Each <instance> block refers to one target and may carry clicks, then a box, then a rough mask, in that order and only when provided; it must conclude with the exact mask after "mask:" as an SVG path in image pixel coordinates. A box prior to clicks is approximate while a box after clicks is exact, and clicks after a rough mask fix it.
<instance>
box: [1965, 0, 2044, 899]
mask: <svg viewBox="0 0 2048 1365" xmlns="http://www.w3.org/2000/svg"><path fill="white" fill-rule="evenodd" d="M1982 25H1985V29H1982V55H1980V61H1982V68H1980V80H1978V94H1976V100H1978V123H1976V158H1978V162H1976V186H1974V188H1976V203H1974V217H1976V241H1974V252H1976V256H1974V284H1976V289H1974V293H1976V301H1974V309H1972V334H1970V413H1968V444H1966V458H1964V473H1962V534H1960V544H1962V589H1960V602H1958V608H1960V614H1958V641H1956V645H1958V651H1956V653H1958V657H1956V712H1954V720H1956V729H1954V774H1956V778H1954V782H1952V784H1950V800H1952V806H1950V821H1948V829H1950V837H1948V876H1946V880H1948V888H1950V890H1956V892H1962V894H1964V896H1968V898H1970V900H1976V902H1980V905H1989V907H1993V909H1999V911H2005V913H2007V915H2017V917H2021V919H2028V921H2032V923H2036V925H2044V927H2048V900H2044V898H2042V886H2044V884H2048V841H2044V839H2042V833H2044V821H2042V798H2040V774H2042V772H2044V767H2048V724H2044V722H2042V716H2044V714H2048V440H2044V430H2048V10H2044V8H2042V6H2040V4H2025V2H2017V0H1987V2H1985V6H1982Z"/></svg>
══════
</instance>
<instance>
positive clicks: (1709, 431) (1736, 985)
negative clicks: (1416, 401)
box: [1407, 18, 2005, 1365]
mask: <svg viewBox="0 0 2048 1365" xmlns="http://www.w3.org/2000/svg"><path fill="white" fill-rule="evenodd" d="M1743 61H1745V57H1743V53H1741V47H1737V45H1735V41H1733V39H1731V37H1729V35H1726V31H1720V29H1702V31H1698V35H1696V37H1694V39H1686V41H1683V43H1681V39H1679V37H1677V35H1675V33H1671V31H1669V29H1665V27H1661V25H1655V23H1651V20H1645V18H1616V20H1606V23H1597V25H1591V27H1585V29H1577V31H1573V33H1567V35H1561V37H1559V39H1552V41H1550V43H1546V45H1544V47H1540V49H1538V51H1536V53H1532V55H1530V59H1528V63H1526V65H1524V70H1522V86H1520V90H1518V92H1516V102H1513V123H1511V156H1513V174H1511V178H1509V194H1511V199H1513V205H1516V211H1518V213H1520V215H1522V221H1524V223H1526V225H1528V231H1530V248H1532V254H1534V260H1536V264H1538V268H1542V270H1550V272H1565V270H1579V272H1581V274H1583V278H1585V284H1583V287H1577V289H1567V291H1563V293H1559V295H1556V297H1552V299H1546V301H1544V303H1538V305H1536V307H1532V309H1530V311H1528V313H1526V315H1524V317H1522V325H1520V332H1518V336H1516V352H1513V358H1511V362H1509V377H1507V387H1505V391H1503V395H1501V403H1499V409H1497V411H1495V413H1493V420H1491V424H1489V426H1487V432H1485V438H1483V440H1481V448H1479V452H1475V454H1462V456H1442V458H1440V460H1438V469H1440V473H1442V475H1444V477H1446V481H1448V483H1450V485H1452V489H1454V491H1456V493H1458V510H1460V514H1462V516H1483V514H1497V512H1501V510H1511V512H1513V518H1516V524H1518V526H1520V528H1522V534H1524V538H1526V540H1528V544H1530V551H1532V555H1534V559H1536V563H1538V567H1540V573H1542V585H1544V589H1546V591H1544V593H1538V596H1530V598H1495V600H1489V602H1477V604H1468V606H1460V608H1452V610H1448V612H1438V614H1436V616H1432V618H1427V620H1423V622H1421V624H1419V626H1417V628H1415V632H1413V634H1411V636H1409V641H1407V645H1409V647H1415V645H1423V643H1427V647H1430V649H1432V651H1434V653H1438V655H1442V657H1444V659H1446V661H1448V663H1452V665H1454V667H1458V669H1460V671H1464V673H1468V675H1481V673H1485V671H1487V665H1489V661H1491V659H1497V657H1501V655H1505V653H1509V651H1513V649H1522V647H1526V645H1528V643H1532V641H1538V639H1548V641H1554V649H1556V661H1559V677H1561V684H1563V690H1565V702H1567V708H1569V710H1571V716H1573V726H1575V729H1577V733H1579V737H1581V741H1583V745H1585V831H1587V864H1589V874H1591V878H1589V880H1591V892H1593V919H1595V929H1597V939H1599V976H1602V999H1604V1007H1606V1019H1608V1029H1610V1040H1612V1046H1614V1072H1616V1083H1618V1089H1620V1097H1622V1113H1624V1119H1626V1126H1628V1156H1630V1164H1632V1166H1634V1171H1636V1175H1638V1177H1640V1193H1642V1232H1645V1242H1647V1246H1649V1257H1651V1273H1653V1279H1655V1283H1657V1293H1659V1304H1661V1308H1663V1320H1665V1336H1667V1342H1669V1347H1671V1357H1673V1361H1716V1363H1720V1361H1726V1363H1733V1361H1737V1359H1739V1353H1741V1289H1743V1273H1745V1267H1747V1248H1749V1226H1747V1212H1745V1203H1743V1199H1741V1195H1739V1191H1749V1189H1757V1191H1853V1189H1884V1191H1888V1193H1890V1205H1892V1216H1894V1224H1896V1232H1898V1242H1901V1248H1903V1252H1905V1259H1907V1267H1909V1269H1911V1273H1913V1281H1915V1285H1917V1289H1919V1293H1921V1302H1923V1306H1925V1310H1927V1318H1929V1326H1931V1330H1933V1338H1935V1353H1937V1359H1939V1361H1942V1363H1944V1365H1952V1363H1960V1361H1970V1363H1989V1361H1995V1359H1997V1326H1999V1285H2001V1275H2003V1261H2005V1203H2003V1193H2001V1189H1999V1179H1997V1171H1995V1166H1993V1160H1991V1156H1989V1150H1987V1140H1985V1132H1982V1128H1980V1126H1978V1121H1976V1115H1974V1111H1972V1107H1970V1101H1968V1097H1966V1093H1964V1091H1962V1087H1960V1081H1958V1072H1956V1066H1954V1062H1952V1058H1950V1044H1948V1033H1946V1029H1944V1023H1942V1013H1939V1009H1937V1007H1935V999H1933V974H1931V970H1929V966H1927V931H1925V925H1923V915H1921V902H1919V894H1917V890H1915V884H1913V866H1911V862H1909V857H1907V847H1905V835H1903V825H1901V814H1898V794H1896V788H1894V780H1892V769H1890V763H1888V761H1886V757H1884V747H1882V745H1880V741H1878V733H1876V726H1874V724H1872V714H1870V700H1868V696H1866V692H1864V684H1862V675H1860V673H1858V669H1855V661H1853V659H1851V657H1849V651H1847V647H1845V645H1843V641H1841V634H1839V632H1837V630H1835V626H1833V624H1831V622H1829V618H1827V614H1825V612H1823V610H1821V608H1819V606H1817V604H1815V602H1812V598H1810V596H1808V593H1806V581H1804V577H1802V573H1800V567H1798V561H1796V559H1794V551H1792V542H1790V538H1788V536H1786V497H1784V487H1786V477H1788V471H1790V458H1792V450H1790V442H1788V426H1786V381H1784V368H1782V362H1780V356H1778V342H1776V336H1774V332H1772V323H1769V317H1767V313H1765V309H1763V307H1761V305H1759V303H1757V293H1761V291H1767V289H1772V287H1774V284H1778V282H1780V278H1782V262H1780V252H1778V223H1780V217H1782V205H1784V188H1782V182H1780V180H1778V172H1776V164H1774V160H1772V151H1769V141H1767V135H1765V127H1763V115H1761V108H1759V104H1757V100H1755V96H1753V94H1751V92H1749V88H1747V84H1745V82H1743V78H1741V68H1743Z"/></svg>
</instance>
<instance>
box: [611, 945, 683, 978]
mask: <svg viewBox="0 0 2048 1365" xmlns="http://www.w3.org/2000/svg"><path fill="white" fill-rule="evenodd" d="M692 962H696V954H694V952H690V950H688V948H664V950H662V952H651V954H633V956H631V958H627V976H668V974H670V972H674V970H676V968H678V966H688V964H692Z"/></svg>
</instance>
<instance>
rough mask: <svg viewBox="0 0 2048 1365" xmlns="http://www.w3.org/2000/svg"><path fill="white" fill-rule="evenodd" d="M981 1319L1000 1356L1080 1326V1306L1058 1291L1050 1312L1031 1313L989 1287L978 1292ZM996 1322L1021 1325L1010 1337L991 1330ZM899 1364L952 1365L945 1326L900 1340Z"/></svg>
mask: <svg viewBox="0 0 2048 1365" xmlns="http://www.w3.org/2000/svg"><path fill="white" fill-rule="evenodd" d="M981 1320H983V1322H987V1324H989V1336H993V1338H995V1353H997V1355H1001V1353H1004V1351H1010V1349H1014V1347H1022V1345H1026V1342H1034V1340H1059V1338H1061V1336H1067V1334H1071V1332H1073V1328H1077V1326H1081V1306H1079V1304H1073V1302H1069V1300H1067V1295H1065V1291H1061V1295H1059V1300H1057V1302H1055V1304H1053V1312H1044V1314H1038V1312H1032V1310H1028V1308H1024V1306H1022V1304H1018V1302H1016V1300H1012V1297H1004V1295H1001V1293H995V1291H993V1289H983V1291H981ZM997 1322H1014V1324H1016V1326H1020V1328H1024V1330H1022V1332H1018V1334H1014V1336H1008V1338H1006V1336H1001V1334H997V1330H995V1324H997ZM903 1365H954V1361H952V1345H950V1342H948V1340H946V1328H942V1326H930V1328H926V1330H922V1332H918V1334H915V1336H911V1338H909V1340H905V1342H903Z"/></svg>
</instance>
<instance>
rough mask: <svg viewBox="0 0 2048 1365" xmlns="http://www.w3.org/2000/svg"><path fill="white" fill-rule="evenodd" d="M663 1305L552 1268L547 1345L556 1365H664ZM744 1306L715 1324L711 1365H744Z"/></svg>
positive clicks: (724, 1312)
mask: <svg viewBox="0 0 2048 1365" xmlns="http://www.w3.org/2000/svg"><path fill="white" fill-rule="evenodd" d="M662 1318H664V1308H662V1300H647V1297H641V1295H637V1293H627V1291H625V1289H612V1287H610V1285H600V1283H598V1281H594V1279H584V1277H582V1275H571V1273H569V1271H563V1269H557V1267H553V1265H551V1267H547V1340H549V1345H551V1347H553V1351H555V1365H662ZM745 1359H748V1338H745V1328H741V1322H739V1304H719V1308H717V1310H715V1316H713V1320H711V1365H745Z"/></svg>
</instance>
══════
**Cosa fare:** Mostra tutte le righe dei dati qui sopra in cui compare la parola "clicks".

**Soluzione:**
Each <instance> block refers to one target and may carry clicks, then a box, then a rough mask, in that order and only when provided; it must conclude with the exact mask after "mask:" as an SVG path in image pixel coordinates. A box prior to clicks is approximate while a box after clicks is exact, and clicks after a rough mask fix it.
positive clicks: (1709, 431) (1736, 985)
negative clicks: (1416, 401)
positive clicks: (724, 1312)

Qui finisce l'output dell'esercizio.